▸ **What is required**: Only the lines starting at the one that contains "If you could tag each instance of the black" and running to the end should be repeated, exactly as written.

▸ **Data for the task**:
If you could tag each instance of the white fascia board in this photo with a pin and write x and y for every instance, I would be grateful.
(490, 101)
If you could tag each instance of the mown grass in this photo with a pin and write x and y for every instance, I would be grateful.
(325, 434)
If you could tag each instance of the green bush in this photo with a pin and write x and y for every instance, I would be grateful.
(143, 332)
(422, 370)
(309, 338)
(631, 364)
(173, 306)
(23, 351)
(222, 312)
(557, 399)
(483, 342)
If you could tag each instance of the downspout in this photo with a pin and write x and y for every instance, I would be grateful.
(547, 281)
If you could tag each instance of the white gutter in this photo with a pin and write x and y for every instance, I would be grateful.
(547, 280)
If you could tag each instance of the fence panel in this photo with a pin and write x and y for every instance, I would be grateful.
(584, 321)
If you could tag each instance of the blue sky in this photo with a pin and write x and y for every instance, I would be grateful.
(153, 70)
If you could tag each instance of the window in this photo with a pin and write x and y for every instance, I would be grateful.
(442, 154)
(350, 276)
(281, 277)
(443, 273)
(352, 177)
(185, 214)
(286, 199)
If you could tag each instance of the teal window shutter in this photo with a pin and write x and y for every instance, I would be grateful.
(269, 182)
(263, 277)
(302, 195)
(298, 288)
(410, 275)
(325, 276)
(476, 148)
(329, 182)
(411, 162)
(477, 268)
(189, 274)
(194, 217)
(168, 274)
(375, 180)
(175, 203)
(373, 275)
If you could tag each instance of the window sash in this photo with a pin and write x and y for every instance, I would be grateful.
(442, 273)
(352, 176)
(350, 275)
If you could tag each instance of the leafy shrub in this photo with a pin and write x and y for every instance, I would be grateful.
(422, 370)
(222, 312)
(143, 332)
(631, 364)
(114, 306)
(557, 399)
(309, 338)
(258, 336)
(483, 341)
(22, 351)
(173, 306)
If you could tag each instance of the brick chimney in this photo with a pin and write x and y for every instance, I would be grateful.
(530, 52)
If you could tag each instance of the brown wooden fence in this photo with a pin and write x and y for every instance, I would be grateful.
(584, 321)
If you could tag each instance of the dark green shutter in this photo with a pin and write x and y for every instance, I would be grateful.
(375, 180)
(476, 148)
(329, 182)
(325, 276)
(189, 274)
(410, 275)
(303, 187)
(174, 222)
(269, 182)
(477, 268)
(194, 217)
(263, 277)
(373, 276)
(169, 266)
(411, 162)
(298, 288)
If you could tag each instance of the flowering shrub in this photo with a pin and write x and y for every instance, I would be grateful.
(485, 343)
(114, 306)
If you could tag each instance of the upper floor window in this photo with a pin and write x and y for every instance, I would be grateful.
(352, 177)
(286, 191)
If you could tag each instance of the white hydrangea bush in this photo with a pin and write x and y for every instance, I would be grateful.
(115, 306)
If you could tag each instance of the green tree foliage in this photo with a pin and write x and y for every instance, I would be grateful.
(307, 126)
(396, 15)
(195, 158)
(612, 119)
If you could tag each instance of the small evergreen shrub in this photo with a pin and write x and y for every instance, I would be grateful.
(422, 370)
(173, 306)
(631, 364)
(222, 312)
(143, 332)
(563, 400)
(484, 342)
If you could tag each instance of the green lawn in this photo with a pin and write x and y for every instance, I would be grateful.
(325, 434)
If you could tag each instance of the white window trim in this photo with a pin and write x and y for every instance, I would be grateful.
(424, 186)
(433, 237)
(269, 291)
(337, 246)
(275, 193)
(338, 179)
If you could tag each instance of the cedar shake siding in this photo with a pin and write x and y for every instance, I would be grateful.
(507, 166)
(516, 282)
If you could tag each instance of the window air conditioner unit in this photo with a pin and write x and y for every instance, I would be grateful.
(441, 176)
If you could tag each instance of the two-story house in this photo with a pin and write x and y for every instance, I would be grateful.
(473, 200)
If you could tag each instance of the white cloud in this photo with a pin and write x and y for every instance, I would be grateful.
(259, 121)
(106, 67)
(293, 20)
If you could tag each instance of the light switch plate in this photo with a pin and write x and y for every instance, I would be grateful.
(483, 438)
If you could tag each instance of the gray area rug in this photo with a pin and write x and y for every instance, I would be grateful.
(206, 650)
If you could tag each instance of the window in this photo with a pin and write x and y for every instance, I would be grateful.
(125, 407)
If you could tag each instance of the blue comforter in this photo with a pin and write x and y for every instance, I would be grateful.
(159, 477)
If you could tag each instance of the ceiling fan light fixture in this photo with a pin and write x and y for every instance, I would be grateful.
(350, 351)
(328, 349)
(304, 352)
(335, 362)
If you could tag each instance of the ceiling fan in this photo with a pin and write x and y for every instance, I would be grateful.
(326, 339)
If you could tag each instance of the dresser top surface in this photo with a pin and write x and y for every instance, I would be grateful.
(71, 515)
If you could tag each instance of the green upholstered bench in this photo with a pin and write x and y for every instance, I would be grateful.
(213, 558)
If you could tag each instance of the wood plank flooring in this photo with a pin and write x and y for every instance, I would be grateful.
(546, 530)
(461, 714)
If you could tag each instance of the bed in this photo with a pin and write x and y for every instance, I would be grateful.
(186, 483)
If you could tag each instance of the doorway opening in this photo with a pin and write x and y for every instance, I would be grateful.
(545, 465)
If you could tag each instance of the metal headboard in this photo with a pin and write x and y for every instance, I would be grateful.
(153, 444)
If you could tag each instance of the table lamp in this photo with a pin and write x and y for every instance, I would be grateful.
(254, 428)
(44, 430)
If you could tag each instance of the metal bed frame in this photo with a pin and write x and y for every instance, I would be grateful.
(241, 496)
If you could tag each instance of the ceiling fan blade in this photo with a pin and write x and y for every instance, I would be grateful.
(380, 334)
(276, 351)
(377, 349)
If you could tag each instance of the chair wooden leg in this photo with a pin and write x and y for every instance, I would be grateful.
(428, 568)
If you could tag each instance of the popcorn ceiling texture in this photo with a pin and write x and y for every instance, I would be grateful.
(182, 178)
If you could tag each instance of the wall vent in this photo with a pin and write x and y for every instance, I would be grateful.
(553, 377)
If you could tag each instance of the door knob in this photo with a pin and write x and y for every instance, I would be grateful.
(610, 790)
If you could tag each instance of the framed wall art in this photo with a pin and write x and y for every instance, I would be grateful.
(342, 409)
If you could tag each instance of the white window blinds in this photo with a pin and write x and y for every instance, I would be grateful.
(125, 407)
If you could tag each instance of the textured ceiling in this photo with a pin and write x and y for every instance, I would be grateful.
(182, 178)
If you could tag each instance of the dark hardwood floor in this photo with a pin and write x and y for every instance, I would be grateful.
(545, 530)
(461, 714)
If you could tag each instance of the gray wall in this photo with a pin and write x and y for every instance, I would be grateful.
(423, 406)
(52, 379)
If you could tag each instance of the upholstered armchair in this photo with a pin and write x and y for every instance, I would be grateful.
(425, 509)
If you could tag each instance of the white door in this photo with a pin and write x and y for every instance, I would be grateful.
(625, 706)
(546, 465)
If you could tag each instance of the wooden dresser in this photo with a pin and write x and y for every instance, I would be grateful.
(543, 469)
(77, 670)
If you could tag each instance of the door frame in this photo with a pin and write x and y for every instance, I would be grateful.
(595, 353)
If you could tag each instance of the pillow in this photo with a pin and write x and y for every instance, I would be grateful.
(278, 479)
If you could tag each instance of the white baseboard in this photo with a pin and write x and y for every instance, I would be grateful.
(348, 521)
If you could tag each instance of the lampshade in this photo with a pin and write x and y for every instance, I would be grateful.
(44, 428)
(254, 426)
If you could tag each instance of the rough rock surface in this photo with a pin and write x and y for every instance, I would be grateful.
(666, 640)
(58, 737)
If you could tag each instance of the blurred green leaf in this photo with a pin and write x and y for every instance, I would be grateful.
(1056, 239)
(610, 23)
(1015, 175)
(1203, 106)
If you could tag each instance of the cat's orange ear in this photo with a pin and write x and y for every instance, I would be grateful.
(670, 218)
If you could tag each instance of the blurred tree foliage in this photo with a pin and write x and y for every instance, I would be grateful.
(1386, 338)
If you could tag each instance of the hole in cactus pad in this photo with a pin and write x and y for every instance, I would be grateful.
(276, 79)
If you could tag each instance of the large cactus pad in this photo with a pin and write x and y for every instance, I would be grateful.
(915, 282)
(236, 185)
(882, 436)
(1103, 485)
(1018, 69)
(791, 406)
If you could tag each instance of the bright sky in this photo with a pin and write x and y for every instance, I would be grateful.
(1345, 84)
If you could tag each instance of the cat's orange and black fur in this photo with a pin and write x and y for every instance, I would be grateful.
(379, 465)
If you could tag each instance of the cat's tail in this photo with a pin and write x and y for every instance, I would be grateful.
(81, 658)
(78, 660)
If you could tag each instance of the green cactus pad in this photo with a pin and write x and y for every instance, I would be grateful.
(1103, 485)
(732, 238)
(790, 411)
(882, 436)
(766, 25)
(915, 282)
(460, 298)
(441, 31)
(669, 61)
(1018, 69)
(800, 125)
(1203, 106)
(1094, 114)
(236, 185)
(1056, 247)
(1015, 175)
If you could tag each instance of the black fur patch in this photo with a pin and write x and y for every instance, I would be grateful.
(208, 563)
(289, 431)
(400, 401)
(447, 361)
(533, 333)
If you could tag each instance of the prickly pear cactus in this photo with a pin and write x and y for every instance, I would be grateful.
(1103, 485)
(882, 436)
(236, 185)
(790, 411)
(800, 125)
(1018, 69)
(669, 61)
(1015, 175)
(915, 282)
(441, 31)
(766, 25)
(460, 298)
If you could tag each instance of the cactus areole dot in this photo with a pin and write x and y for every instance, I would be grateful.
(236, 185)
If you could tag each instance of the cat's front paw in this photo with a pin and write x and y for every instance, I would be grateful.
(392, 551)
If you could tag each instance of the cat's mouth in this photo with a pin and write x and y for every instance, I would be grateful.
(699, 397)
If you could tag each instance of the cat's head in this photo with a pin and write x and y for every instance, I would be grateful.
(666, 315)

▸ **Written response**:
If you could tag each instance of the black fur patch in this photo with a pin and write x and y for every instance, I would be grateful.
(208, 563)
(289, 431)
(400, 401)
(447, 361)
(533, 333)
If you could tag each instance of the prickly pear cactus in this photo with a pin and write x and y for every instance, I would be grateful.
(1103, 485)
(882, 436)
(236, 185)
(790, 411)
(800, 125)
(1018, 69)
(669, 61)
(1015, 175)
(915, 282)
(441, 31)
(766, 25)
(460, 298)
If you could tag each instance of the cactus areole dot in this photo with a pin and write x and y for every instance, I would be grateful.
(236, 185)
If you could tag each instance of the cat's front paw in this photo with a pin and write x and y for every instance, I would be grateful.
(392, 551)
If you could tag each instance of the cat's mouth in this photo with a pin and write x and y for every instance, I would be grateful.
(699, 397)
If you could tag each instance of the cat's head in this photo with a pin and write x and y for every instance, I would be grateful.
(666, 315)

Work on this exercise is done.